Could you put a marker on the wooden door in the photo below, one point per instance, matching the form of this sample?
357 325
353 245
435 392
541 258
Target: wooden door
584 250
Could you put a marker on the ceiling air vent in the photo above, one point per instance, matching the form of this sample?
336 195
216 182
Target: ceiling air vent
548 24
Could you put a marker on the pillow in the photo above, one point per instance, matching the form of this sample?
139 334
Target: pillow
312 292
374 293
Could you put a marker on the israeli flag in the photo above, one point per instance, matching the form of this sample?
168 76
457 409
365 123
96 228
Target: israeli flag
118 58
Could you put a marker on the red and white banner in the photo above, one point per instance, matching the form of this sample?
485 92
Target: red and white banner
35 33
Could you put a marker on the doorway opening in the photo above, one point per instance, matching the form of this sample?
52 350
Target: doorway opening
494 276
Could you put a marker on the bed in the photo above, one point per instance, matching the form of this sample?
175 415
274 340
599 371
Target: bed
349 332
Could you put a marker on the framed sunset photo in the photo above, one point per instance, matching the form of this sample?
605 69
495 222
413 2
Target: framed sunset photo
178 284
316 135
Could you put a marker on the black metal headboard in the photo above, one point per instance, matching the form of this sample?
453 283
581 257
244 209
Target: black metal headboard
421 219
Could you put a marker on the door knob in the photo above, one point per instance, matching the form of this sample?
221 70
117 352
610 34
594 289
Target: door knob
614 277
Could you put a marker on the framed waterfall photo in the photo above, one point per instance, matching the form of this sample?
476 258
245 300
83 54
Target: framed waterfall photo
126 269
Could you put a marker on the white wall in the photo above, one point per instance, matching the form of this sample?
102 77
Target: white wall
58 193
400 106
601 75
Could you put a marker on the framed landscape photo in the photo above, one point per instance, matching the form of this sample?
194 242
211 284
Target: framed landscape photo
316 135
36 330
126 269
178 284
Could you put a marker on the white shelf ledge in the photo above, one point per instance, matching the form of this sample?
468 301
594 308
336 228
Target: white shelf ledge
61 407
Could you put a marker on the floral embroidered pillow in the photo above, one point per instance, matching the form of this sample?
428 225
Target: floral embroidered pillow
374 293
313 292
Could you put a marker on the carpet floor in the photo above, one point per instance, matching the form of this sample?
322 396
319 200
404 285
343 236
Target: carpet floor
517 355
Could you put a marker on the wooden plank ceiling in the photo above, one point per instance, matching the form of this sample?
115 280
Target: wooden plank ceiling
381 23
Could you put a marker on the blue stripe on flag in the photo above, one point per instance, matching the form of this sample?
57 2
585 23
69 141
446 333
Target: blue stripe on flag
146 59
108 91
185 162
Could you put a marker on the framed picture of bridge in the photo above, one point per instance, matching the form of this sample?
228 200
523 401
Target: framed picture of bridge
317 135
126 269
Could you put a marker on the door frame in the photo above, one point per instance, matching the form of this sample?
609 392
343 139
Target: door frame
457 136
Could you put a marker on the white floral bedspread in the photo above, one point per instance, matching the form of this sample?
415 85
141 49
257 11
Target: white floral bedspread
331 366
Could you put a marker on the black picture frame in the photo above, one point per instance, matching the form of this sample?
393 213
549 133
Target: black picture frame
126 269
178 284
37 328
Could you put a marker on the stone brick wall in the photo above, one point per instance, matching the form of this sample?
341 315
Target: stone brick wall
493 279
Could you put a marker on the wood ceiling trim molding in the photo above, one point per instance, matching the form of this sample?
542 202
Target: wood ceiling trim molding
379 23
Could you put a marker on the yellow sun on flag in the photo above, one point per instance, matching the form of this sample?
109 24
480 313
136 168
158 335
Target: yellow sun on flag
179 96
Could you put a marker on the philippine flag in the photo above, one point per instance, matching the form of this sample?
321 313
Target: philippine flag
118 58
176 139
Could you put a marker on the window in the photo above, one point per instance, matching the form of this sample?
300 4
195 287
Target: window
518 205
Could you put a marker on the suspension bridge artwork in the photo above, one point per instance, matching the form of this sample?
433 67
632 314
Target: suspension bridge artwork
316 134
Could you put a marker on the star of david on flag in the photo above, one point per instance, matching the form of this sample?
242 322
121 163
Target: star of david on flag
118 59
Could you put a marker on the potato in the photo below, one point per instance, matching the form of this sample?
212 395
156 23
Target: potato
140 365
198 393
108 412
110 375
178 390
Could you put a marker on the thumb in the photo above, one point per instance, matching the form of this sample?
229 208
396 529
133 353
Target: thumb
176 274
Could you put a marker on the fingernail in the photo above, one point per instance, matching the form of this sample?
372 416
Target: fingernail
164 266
══════════════════════════════
- _Your task_
Would you output every record above exactly as it stands?

- _Answer space_
Could you put a marker on the wooden door in the photo below, one point per instance, matching the form of this sample?
357 325
353 245
435 392
541 258
Target: wooden door
584 250
Could you put a marker on the ceiling air vent in the photo above, one point per instance, matching the form of this sample?
336 195
216 182
Target: ceiling air vent
548 24
Could you put a marker on the pillow in the photo above, one point per instance, matching the form of this sample?
139 334
Target: pillow
312 292
374 293
Could you put a marker on the israeli flag in the photo above, one point per instance, matching the form of this sample?
168 76
457 409
365 123
96 228
Target: israeli flag
118 58
Could you put a marker on the red and white banner in the photo above, one point per instance, matching the form of this sample?
485 92
Target: red and white banner
35 33
Could you put a marker on the doorway opening in the photo above, one point per instance, matching the form of this sample?
52 350
Target: doorway opening
494 276
Could you put a marker on the bed in the photo above, one point per instance, matching the form of this sample?
175 415
274 340
599 371
Target: bed
349 332
Could you put a marker on the framed sunset photo in the photo above, one point per instance, matching the form of this sample?
605 69
495 222
413 2
Target: framed sunset photo
178 284
316 135
Could you put a marker on the black metal headboard in the photo above, one point per instance, matching the form of this sample?
453 283
581 257
244 209
Target: black metal headboard
421 219
Could you put a marker on the door knob in the photo above, one point per instance, matching the form of this sample?
221 70
117 352
610 34
594 289
Target: door knob
614 277
Could you put a marker on the framed waterfall photo in the photo above, one point per instance, matching the form of this sample?
476 258
245 300
83 54
Target: framed waterfall photo
126 269
Could you put a marker on the white wall in the photo above, one point per instance, matching the form of this sample?
102 77
Target: white wall
58 193
400 106
601 75
Could you put a marker on the framed landscape photo in the photo above, one point per instance, matching the form of this sample?
194 242
211 284
Target: framed landscape photo
316 135
36 330
126 269
178 284
Could you put a marker on the white shelf ledge in the photo above, one point per instance, matching the form of this sample?
468 301
594 308
336 228
Target: white shelf ledge
61 407
Could you put a marker on the floral embroidered pillow in the photo above, one point per instance, matching the form of this sample?
428 225
Target: floral embroidered pillow
374 293
313 292
Could you put a marker on the carpet floor in the photo above, one point per instance, matching the form of this sample?
322 396
319 200
404 285
343 236
Target: carpet floor
517 355
Could you put a marker on the wooden plank ceiling in the photo above, one point per instance, matching the form of this sample?
115 280
Target: wooden plank ceiling
381 23
Could you put a marker on the blue stripe on flag in the photo above, one point per instance, matching the form of this sample?
57 2
585 23
69 141
446 333
Target: blue stripe on flag
146 59
108 91
185 162
Could you put a marker on the framed picture of bridge in the photo above, one point per instance, matching the form of this sample?
228 200
523 401
Target: framed picture of bridge
317 135
126 269
Could you put a marker on the door frame in the photo above, one point per instance, matching the form of this sample?
609 392
343 139
Target: door frame
457 136
Could you put a marker on the white floral bedspread in the photo above, one point per instance, matching the form of this sample?
415 85
141 49
257 11
Target: white floral bedspread
331 366
Could you put a marker on the black picture frame in the photo above, one point per instance, matching the form of this sample?
393 213
549 133
Target: black picture frame
126 269
178 284
37 328
Could you put a marker on the stone brick wall in the photo above, one point per instance, matching the form of this sample?
341 315
Target: stone brick wall
493 279
Could you put a marker on the wood ceiling trim molding in the photo above, one point per instance, matching the form of this sample?
542 202
Target: wood ceiling trim molding
379 23
Could you put a marker on the yellow sun on flag in the photo above, one point per instance, matching the form of this sample?
109 24
480 313
136 168
158 335
Target: yellow sun on flag
179 96
Could you put a marker on the philippine flag in the photo above, one point per instance, matching the form of this sample?
321 313
Target: philippine flag
118 58
176 139
Could you put a marker on the window in the photo above, one point per instance, matching the form of this sample?
300 4
195 287
Target: window
518 205
Could you put a marker on the suspension bridge artwork in the photo above, one point per instance, matching the form of this sample?
433 67
632 314
Target: suspension bridge artwork
316 134
Could you put a marker on the star of david on flag in the photo above, one point per instance, matching the form of this sample?
242 322
121 163
Target: star of david on flag
118 59
Could you put a marker on the potato in the photo below, one point per instance, matching the form of this sample?
212 395
156 23
Target: potato
140 365
198 393
108 412
110 375
178 390
Could you put a marker on the thumb in the photo above, one point per instance, matching the form of this sample?
229 208
396 529
133 353
Target: thumb
176 274
Could you put a marker on the fingernail in the photo above, one point per instance, matching the form of this sample?
372 416
Target: fingernail
164 266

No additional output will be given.